--- Start of Data in this exercise ---
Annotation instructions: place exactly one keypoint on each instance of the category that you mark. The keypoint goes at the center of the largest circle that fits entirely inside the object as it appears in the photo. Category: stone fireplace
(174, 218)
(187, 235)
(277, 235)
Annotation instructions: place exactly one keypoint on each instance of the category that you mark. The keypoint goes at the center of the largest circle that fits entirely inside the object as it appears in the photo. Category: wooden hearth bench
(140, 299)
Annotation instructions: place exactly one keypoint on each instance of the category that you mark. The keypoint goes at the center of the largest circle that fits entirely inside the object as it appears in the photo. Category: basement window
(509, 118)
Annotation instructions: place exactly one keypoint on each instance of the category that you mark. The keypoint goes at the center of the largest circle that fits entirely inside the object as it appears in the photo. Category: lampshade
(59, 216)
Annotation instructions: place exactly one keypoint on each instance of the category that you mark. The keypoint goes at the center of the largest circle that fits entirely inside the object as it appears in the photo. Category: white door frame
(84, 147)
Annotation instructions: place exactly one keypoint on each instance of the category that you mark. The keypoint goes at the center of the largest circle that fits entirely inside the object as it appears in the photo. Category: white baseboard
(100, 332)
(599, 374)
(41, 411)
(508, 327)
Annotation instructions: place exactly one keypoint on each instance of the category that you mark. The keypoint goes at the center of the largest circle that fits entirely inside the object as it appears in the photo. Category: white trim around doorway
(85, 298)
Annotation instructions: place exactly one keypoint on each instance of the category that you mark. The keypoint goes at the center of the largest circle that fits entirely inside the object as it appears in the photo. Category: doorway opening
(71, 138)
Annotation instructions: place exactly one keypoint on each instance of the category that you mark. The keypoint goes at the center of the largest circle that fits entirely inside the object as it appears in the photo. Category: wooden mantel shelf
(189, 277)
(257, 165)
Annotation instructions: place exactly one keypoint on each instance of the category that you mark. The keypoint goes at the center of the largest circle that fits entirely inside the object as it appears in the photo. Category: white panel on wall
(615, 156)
--- End of Data in this exercise ---
### Objective:
Return the lines above word for word, with nothing changed.

### The answer:
Annotation instructions: place exactly one keypoint on each instance of the category that you mark. The keypoint goes at the center of the largest circle that fits entirely inside the object as it appears in the photo. Category: stone fireplace
(174, 218)
(187, 235)
(277, 235)
Annotation instructions: place exactly one keypoint on each instance of the category that you mark. The keypoint goes at the center of the largest circle that fits entirely inside the object as it appears in the photo. Category: wooden hearth bench
(140, 299)
Annotation instructions: place exactly one keypoint on each instance of the category that you mark. The keypoint goes at the center of the largest circle that fits entirely inside the object as it appears in the photo. Category: basement window
(509, 118)
Annotation instructions: place exactly one keypoint on each instance of the category that you mark. The keypoint goes at the center of the largest circle that fits entirely inside the object as it appears in the photo. Category: lampshade
(59, 216)
Annotation instructions: place exactly one keypoint on each instance of the category that you mark. The keypoint goes at the center of the largest circle that fits entirely inside the object as it appears in the photo. Category: white door frame
(84, 147)
Annotation instructions: place exactly one keypoint on each instance of the category that you mark. The keypoint goes at the center of the largest circle that fits entirely inside the object as it appears in the photo. Category: white baseboard
(100, 332)
(599, 374)
(41, 411)
(508, 327)
Annotation instructions: place exactly one keypoint on each instance of the category that you mark. The keypoint goes at the center of the largest circle that fits entirely inside the object as it appears in the photo. Category: white trim around doorway
(85, 298)
Annotation instructions: place exactly one keypoint on each instance of the category that you mark. The keypoint goes at the center of the largest circle that fits entirely inside the object as it appears in the photo. Category: doorway opening
(71, 138)
Annotation instructions: place exactly one keypoint on each instance of the category that you mark. The keypoint goes at the center of the largest circle that fits entirely inside the object as it appears in the photo. Category: wooden mantel shelf
(189, 277)
(257, 165)
Annotation instructions: place exactly one keypoint on each instance of the category that you mark. The keypoint goes at the center of the largest circle that fits entirely inside the object as it appears in the photo. Category: white panel on wall
(615, 156)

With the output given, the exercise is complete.